__DIRECTIONS__
Down to the last line, set down the listing below exactly, apart from its pictures.

__RECORDS SUPPLIED__
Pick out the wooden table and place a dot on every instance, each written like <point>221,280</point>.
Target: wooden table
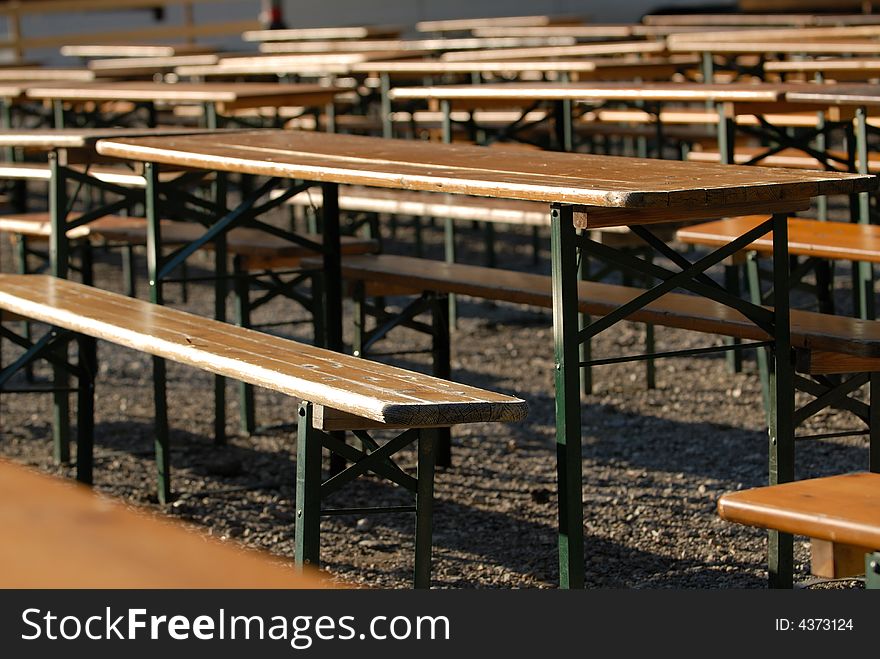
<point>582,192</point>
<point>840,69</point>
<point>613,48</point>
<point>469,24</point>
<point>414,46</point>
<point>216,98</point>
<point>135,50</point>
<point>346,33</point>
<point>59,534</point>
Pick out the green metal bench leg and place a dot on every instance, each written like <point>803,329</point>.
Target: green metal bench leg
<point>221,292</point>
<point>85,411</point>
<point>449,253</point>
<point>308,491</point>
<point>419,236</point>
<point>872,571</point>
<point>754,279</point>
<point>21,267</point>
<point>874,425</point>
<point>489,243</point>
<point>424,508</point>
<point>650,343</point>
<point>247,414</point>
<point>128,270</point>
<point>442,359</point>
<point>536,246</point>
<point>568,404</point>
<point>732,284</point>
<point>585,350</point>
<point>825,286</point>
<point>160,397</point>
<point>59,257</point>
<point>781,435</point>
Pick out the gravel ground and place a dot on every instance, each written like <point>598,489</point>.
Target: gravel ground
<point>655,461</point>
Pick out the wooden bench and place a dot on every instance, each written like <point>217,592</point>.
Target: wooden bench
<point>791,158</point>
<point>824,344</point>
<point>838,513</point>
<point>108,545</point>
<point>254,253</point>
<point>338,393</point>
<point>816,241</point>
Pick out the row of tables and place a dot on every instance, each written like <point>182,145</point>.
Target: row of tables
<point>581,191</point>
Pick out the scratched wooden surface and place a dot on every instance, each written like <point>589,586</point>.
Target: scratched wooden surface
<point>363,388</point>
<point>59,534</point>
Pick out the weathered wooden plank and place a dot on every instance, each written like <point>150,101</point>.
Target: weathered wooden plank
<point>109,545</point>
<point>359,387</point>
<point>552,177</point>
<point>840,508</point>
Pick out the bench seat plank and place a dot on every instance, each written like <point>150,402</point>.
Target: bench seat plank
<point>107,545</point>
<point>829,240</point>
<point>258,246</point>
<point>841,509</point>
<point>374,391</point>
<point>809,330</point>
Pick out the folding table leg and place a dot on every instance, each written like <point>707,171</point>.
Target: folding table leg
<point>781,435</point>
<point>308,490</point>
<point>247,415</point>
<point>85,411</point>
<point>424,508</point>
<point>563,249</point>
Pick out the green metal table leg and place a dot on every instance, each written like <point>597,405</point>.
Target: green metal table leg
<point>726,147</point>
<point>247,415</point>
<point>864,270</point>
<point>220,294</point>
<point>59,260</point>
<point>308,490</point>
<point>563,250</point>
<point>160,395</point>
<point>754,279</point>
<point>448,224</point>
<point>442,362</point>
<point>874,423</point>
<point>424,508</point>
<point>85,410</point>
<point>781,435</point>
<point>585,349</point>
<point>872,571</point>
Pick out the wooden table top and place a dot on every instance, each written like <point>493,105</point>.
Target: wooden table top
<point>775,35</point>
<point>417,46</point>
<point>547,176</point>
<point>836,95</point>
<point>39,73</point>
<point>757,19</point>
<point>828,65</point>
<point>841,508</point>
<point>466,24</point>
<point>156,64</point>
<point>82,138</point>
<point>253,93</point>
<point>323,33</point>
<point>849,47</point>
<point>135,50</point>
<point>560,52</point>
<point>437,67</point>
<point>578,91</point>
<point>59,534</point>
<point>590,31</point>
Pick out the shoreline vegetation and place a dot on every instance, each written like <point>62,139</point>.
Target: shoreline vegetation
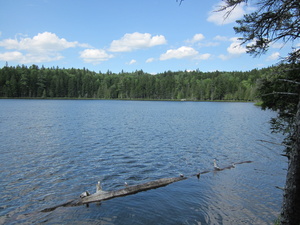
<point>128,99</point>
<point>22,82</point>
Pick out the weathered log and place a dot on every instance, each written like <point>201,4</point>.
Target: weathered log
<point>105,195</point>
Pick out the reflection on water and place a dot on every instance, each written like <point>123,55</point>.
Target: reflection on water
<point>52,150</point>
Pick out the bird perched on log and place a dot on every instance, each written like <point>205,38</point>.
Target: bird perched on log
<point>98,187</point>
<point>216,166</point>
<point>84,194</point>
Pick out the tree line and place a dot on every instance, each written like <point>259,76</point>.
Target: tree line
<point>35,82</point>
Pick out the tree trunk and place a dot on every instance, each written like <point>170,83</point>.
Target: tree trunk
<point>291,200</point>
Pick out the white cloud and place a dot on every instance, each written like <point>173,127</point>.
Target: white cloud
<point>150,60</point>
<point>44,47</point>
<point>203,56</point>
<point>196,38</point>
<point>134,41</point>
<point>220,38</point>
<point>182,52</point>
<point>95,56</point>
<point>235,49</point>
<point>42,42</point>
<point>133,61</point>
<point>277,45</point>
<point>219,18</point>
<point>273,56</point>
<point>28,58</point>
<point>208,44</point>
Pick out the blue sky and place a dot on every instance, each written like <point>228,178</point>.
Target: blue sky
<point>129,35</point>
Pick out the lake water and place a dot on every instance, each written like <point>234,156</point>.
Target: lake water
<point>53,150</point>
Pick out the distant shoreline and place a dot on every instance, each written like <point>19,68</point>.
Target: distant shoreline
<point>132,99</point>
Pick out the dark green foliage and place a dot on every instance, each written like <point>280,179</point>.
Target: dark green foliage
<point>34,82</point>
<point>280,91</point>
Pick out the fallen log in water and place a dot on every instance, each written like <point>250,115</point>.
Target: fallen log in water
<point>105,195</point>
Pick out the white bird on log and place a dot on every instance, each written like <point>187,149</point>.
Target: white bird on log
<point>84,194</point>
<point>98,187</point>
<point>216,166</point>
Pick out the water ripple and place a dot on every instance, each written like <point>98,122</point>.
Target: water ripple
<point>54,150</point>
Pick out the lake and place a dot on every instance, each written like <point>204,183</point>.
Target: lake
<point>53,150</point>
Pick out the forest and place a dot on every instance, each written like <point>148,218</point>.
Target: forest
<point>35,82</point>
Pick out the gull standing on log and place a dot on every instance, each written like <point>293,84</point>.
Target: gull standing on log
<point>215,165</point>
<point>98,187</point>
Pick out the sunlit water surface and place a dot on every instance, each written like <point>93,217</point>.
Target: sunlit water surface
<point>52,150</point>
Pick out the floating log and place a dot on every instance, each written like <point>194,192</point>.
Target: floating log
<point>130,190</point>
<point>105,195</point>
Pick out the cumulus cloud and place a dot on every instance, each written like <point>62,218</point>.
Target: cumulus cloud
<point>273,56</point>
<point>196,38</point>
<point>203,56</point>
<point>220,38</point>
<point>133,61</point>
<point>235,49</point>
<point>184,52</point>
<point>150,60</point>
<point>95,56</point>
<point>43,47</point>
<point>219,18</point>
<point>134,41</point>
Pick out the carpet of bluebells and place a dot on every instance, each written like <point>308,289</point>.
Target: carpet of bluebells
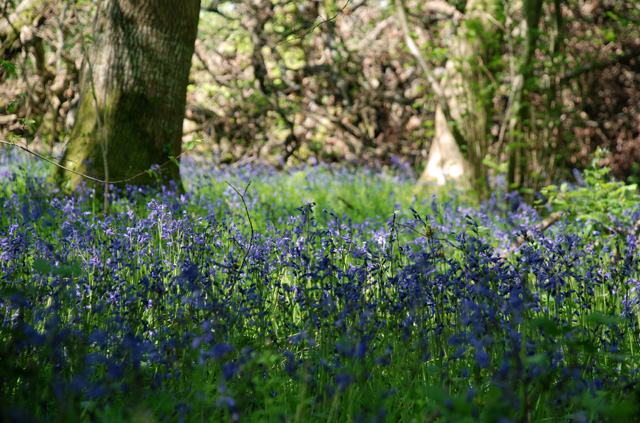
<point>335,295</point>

__ANSWER SPACE__
Pick out the wooden table and place a dot on every instance, each written like <point>221,280</point>.
Target: wooden table
<point>582,192</point>
<point>840,69</point>
<point>613,48</point>
<point>469,24</point>
<point>414,46</point>
<point>216,98</point>
<point>135,50</point>
<point>346,33</point>
<point>59,534</point>
Pick out the green metal bench leg and place a dot on every instance, each written like <point>803,329</point>.
Target: green metal bench leg
<point>221,292</point>
<point>85,411</point>
<point>449,253</point>
<point>308,491</point>
<point>419,236</point>
<point>872,571</point>
<point>754,279</point>
<point>21,267</point>
<point>874,425</point>
<point>489,243</point>
<point>424,508</point>
<point>650,343</point>
<point>247,414</point>
<point>128,270</point>
<point>442,359</point>
<point>536,246</point>
<point>568,404</point>
<point>732,284</point>
<point>585,350</point>
<point>825,286</point>
<point>160,397</point>
<point>59,257</point>
<point>781,435</point>
Pick out the gravel ground and place a dot on every instance, each written like <point>598,489</point>.
Target: gravel ground
<point>655,461</point>
Pick out the wooden bench and place a dot on every instance, each written like <point>217,592</point>.
Target: wooden bench
<point>791,158</point>
<point>824,344</point>
<point>838,513</point>
<point>108,545</point>
<point>254,253</point>
<point>338,393</point>
<point>816,241</point>
Pick out the row of tables and place a dot on every instance, each written like <point>182,145</point>.
Target: row of tables
<point>581,191</point>
Pick out the scratched wooden surface and place a dot on every instance, each written like <point>589,586</point>.
Target: scratched wooden surface
<point>363,388</point>
<point>59,534</point>
Pick out the weathered wooden plank and place a dot on every instance, each written like <point>150,101</point>.
Target: weathered wooden plank
<point>109,545</point>
<point>359,387</point>
<point>552,177</point>
<point>840,508</point>
Pick out the bench seat plank and place a dot on every instance, each written like <point>150,402</point>.
Target: bench seat plank
<point>107,545</point>
<point>829,240</point>
<point>258,246</point>
<point>841,509</point>
<point>374,391</point>
<point>809,330</point>
Pick out the folding table leg and place a dot on every instance, each written like <point>707,171</point>.
Target: folding table leg
<point>781,435</point>
<point>308,490</point>
<point>247,415</point>
<point>85,411</point>
<point>424,508</point>
<point>563,249</point>
Pick out the green metal table leg and place a dot on every instance, each written like <point>597,405</point>.
Target: green metal table leg
<point>726,147</point>
<point>247,415</point>
<point>864,270</point>
<point>220,294</point>
<point>59,260</point>
<point>308,490</point>
<point>563,250</point>
<point>160,395</point>
<point>754,279</point>
<point>448,224</point>
<point>442,362</point>
<point>874,423</point>
<point>424,508</point>
<point>85,410</point>
<point>781,435</point>
<point>585,349</point>
<point>872,571</point>
Pick out the wooden table top and place a dot on every instance, each written like <point>493,105</point>.
Target: wooden table top
<point>775,35</point>
<point>417,46</point>
<point>547,176</point>
<point>836,95</point>
<point>39,73</point>
<point>757,19</point>
<point>828,65</point>
<point>841,508</point>
<point>466,24</point>
<point>156,64</point>
<point>82,138</point>
<point>253,93</point>
<point>323,33</point>
<point>849,47</point>
<point>135,50</point>
<point>560,52</point>
<point>437,67</point>
<point>578,91</point>
<point>59,534</point>
<point>590,31</point>
Pick out the shoreline vegetation and place a dot on every instance, each written like <point>62,139</point>.
Target: shoreline vegetation
<point>128,99</point>
<point>22,82</point>
Pick out the weathered log and place a dot on every instance, each written like <point>201,4</point>.
Target: weathered log
<point>105,195</point>
Pick out the reflection on water and place a dot on every instance, each written like <point>123,55</point>.
Target: reflection on water
<point>52,150</point>
Pick out the bird perched on log and place a dot on every instance, each written like <point>205,38</point>.
Target: bird perched on log
<point>98,187</point>
<point>216,166</point>
<point>84,194</point>
Pick out the tree line and place a dot on every instance, each written like <point>259,76</point>.
Target: tree line
<point>35,82</point>
Pick out the tree trunk and place a dot on every instance, each written like <point>170,83</point>.
Target: tree trunk
<point>291,200</point>
Pick out the white cloud and place a dot on every instance, each written like <point>173,127</point>.
Target: white cloud
<point>150,60</point>
<point>44,47</point>
<point>203,56</point>
<point>196,38</point>
<point>134,41</point>
<point>220,38</point>
<point>182,52</point>
<point>95,56</point>
<point>235,49</point>
<point>42,42</point>
<point>133,61</point>
<point>277,45</point>
<point>219,18</point>
<point>273,56</point>
<point>28,58</point>
<point>208,44</point>
Pick out the blue sky and place a dot on every instance, each written like <point>228,178</point>.
Target: blue sky
<point>129,35</point>
Pick out the lake water and place a dot on every instance, each written like <point>234,156</point>.
Target: lake water
<point>53,150</point>
Pick out the distant shoreline and place a dot on every instance, each written like <point>19,68</point>.
Target: distant shoreline
<point>132,99</point>
Pick out the dark green foliage and place a dot on every instance, each written like <point>280,179</point>.
Target: dark green foliage
<point>34,82</point>
<point>280,91</point>
Pick out the fallen log in water and place a dot on every instance, each written like <point>250,115</point>.
Target: fallen log in water
<point>105,195</point>
Pick out the white bird on log and place a dot on every instance, each written like <point>187,149</point>.
Target: white bird on log
<point>84,194</point>
<point>98,187</point>
<point>216,166</point>
Pick out the water ripple and place a dot on every instance, each written like <point>98,122</point>.
Target: water ripple
<point>54,150</point>
Pick out the lake and place a dot on every instance, each written like <point>204,183</point>.
Target: lake
<point>53,150</point>
Pick out the forest and place a dot on every instance, each written like <point>148,218</point>.
Target: forest
<point>35,82</point>
Pick out the gull standing on log and place a dot on every instance, each written like <point>293,84</point>.
Target: gull standing on log
<point>215,165</point>
<point>98,187</point>
Pick out the sunlit water surface and place a dot on every instance, each written like <point>93,217</point>.
Target: sunlit water surface
<point>52,150</point>
Pick out the floating log and place a dot on every instance, each written like <point>194,192</point>.
Target: floating log
<point>130,190</point>
<point>105,195</point>
Pick out the cumulus cloud and place a dot on every instance, each written like <point>62,218</point>.
Target: cumulus cloud
<point>273,56</point>
<point>196,38</point>
<point>203,56</point>
<point>220,38</point>
<point>133,61</point>
<point>235,49</point>
<point>184,52</point>
<point>150,60</point>
<point>95,56</point>
<point>43,47</point>
<point>219,18</point>
<point>134,41</point>
Pick out the carpet of bluebells and place a dot on every instance, each written like <point>308,289</point>.
Target: carpet of bluebells
<point>335,295</point>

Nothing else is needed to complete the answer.